Cada um tem seu estilo. O presidente Bolsonaro ainda não cumpriu nem um sexto de seu mandato. O primeiro ano de governo é sempre uma coisa complicada. Basta ver o histórico de todos os outros ex-presidentes. O meu primeiro ano foi um pouco diferente, porque quando cheguei ao governo, pela via constitucional, eu tinha um programa de governo, que era a Ponte para o Futuro, levada adiante pelo ministro Moreira Franco. Fizemos aquele documento como colaboração ao governo do qual eu era o vice-presidente, mas curiosamente foi tomado como gesto de oposição e até foi uma das razões que levaram ao afastamento da presidente Dilma. Mas, quando cheguei ao governo, já tinha um planejamento. Eu sabia o que fazer. Meu primeiro gesto ousado foi o Teto de Gastos. Numa reunião do Conselho Econômico e Social alguém me disse: presidente aproveita a sua impopularidade e faz o que é preciso. Foi o que fiz.
O senhor pode recordar algumas dessas iniciativas?

(Entradas salvas)

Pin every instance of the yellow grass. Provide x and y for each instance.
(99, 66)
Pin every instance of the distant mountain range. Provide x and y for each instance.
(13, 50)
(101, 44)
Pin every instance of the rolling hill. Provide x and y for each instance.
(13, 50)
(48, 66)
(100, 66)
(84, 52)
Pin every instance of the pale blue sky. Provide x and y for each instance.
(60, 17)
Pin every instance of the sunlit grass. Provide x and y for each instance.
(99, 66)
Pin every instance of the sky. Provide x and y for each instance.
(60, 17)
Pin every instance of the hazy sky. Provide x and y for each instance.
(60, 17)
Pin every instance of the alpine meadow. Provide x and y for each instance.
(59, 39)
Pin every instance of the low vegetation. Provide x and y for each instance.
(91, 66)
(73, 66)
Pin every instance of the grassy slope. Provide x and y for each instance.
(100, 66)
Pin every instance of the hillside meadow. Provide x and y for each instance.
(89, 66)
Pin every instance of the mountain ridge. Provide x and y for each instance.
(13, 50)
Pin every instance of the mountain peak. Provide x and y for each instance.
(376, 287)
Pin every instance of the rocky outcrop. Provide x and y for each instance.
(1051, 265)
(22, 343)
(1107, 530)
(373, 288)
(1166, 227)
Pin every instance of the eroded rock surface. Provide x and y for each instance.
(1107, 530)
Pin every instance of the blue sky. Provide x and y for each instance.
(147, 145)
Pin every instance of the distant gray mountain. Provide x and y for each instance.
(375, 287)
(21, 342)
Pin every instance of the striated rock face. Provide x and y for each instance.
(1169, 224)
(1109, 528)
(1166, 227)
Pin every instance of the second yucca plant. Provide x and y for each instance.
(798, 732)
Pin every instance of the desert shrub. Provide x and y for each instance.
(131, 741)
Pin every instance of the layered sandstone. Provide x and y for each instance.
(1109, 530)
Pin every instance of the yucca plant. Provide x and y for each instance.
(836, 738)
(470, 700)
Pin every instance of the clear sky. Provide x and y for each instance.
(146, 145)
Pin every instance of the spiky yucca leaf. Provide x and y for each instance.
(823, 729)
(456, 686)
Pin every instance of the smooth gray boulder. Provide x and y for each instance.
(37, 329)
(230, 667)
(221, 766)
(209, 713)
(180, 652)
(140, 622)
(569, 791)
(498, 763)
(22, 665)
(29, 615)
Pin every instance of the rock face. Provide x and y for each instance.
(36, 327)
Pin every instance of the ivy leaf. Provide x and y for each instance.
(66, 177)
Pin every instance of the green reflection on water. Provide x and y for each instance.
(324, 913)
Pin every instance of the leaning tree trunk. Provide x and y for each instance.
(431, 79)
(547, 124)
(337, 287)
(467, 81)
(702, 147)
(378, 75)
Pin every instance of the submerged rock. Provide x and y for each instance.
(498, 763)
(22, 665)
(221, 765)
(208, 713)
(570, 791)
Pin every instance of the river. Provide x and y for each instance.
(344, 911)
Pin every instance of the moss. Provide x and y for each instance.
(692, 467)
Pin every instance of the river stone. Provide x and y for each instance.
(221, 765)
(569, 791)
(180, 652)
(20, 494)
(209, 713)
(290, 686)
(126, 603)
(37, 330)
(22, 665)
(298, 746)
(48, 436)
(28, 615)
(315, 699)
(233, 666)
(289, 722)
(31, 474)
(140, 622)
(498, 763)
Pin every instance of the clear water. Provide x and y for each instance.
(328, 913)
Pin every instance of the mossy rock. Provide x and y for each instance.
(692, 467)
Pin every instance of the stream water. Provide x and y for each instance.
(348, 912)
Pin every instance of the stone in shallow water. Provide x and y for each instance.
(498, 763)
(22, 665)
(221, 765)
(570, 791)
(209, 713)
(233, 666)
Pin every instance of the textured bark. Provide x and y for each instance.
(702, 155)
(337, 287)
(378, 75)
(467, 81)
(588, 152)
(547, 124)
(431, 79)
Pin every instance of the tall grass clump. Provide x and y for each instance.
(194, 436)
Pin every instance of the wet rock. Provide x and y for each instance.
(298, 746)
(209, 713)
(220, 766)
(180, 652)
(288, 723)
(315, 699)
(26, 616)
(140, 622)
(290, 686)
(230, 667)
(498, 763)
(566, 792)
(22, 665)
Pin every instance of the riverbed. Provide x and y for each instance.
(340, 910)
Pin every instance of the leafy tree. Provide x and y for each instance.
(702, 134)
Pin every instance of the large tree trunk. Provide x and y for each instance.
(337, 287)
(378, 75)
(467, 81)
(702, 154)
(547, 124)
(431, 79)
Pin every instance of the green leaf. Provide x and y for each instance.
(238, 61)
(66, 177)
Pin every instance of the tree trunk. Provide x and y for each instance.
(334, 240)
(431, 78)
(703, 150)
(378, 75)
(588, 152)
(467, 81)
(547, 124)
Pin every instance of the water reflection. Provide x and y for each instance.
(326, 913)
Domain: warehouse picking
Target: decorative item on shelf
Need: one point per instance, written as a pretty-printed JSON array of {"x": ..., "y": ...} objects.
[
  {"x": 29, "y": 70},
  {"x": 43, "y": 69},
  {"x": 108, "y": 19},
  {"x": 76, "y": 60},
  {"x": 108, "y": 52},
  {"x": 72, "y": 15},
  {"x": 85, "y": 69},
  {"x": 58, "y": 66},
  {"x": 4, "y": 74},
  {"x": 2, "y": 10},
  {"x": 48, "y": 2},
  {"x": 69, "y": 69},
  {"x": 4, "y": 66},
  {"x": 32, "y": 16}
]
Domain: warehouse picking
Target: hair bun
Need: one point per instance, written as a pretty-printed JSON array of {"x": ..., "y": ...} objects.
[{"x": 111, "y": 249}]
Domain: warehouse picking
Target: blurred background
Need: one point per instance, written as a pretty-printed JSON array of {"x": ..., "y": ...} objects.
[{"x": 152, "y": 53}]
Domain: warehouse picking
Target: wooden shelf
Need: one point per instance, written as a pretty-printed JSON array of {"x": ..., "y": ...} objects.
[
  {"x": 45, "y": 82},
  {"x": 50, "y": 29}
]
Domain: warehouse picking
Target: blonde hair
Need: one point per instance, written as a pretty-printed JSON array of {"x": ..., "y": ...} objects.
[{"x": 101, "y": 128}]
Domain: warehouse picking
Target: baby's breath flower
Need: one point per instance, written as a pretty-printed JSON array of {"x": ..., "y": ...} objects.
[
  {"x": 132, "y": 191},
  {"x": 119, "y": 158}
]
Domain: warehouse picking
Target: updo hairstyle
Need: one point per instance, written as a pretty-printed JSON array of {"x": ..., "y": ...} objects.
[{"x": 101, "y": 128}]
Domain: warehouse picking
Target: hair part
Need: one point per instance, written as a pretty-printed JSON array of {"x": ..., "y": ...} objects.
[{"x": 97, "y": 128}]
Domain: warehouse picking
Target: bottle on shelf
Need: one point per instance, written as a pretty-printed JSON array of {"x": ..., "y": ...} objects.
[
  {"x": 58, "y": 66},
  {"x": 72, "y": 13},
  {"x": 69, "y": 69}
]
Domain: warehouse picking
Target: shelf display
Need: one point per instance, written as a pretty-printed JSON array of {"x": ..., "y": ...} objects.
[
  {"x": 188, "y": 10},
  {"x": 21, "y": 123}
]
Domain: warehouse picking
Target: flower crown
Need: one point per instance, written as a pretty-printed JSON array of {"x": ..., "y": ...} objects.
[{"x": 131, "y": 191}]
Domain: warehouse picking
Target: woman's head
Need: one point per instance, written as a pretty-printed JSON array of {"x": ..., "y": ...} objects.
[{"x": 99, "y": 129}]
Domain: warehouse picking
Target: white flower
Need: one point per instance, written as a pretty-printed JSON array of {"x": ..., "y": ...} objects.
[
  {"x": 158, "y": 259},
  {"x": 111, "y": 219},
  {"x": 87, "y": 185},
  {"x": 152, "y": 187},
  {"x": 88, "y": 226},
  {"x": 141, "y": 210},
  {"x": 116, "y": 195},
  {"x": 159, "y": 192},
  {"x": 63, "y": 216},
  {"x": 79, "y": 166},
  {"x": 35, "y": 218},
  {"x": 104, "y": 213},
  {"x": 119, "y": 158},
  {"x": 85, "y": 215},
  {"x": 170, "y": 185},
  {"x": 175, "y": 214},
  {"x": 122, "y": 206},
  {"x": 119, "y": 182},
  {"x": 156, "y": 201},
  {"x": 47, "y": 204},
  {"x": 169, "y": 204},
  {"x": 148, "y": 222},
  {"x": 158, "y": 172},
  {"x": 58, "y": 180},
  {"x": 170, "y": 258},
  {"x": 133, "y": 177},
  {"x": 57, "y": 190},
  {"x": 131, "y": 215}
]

Instruções:
[1] Imprima a parte do trecho fornecido que vai de "Cada um tem" até "Foi o que fiz.", inclusive.
[2] No trecho fornecido, qual era o nome do programa de governo que quem fala já tinha ao chegar ao governo?

Respostas às tarefas:
[1]
Cada um tem seu estilo. O presidente Bolsonaro ainda não cumpriu nem um sexto de seu mandato. O primeiro ano de governo é sempre uma coisa complicada. Basta ver o histórico de todos os outros ex-presidentes. O meu primeiro ano foi um pouco diferente, porque quando cheguei ao governo, pela via constitucional, eu tinha um programa de governo, que era a Ponte para o Futuro, levada adiante pelo ministro Moreira Franco. Fizemos aquele documento como colaboração ao governo do qual eu era o vice-presidente, mas curiosamente foi tomado como gesto de oposição e até foi uma das razões que levaram ao afastamento da presidente Dilma. Mas, quando cheguei ao governo, já tinha um planejamento. Eu sabia o que fazer. Meu primeiro gesto ousado foi o Teto de Gastos. Numa reunião do Conselho Econômico e Social alguém me disse: presidente aproveita a sua impopularidade e faz o que é preciso. Foi o que fiz.

[2] Ponte para o Futuro.